> _Exercise brief_: Write out the data again in full, exactly as it reads.

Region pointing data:
=== Begin Enclosure ===

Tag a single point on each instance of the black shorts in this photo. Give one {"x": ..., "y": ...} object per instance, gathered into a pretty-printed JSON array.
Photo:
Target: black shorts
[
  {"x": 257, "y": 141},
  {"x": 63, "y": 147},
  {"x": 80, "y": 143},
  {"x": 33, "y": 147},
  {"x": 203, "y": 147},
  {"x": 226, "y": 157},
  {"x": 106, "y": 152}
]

=== End Enclosure ===

> _Your solution_:
Tag a single point on each instance of the black shorts in this photo. Give one {"x": ..., "y": ...} object per instance, gathered into a pretty-printed JSON array.
Photo:
Target: black shorts
[
  {"x": 257, "y": 141},
  {"x": 63, "y": 147},
  {"x": 80, "y": 143},
  {"x": 33, "y": 147},
  {"x": 203, "y": 147},
  {"x": 226, "y": 157},
  {"x": 106, "y": 152}
]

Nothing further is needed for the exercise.